[Entries for pointing at named objects]
==============================

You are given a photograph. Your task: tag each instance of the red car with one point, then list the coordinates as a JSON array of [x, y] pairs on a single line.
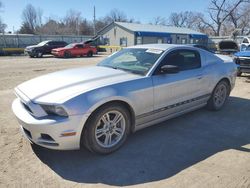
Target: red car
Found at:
[[74, 50]]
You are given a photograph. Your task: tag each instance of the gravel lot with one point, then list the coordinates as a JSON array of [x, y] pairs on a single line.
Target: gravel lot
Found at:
[[199, 149]]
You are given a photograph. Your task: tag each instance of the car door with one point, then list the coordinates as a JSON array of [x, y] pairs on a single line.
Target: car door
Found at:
[[77, 50], [178, 91]]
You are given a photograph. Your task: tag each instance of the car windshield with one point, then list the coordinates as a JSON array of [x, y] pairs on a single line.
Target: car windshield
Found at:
[[69, 46], [134, 60], [42, 43]]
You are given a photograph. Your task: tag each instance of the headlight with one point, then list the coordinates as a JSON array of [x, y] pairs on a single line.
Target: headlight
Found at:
[[54, 110]]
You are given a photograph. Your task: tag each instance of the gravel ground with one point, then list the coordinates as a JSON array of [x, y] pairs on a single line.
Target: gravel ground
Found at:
[[199, 149]]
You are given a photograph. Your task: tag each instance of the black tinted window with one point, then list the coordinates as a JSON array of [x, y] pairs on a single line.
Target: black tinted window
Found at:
[[184, 59], [79, 46], [245, 41]]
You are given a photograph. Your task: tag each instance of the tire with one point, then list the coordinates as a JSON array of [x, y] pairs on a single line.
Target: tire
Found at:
[[239, 73], [90, 54], [219, 96], [101, 135], [67, 54], [39, 54]]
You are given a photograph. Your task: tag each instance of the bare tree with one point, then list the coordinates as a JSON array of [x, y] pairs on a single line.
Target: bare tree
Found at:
[[2, 25], [32, 19], [116, 15], [159, 21], [181, 19], [239, 19], [219, 11]]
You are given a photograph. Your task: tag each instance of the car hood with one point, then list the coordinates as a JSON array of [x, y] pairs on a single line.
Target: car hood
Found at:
[[59, 49], [243, 54], [33, 46], [60, 86]]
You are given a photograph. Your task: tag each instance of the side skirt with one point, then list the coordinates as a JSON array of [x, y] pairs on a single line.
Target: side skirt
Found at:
[[166, 113]]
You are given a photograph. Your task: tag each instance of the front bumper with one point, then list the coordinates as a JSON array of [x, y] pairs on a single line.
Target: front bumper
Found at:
[[49, 131], [29, 52], [57, 54]]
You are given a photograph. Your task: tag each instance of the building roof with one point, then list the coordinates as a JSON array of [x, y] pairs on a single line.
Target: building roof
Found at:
[[135, 27]]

==============================

▸ Given instruction:
Reproduce every line of the data above word for word, omitting the pictures.

▸ Expected output:
You are given a photograph. Your task: tag each instance of the red car with one point, then list the coordinates as a JSON array of [x, y] pairs on a single line.
Target: red car
Found at:
[[74, 50]]
You are given a photograph. Your task: tag each instance of the gravel lot with one point, then list the coordinates as a JSON array of [x, y] pairs on a single line.
Target: gravel lot
Found at:
[[199, 149]]
You are given a photograph. Your task: tag each instance of the car door with one point, then list the coordinates as a JSON array of [x, y] pairs on a single line.
Target: car door
Found at:
[[77, 50], [178, 91]]
You are given a photograph. Your task: tag each instance of the car windshield with one point, then list the coordinates as a JSON array of [x, y] pairs on a single line.
Target: car windshield
Found at:
[[69, 46], [134, 60], [42, 43]]
You are given a photograph. Your task: tag each instance of the headlight with one point, then list the coordinates as a JSON array of [x, y] pairs on a single line.
Target: headlight
Found at:
[[54, 110]]
You are given a photograph. Your task: tag each instance of the gravel ground with one point, then list the coordinates as a JSON array of [x, y] pairs on a single line.
Target: gravel ground
Found at:
[[199, 149]]
You are given a photograph. Your task: tag each instance of the black tinted window with one point, then list the coordinates as a JSON array of [x, y] pairs on a single line.
Target: black tinted window
Found at:
[[184, 59], [79, 46], [245, 41]]
You are given a photograph. Your task: tag each instance of the tire with one point, then list the coordinates as a JSON array of [x, y] pairs on a single line.
Target: tire
Found at:
[[239, 73], [90, 54], [219, 96], [101, 135], [67, 54], [39, 54]]
You are given a photograph. Your task: tag each instance of the bare tree with one point, then list the coordinates as a JSON array of [x, y] pairs on a single line.
Target: bare tree
Found at:
[[2, 25], [32, 19], [116, 15], [159, 21], [181, 19], [239, 19], [219, 11]]
You are given a photograph. Your task: tag each instance of the car hood with one point, then list the coordinates as a JSON array of [x, y] pairs on a single line.
Target: car hood
Found at:
[[59, 49], [243, 54], [33, 46], [60, 86]]
You are given a photograph. Your task: tag each instance of the side skirt with one point, then list the coordinates as a JSON array of [x, y] pairs on a single line.
Target: side skirt
Found at:
[[166, 113]]
You are given a photograph. Your task: tag each instance of the front bumper with one point, then list the coordinates as a JSON array of [x, y] pairs on a single line.
Target: front bumper
Found at:
[[49, 131], [29, 52], [57, 54]]
You are given a photograph. Your task: tag each instance of the building roof with one point, then list the coordinates as a JSON array of [x, y] pairs on a single line.
Target: building roof
Found at:
[[135, 27]]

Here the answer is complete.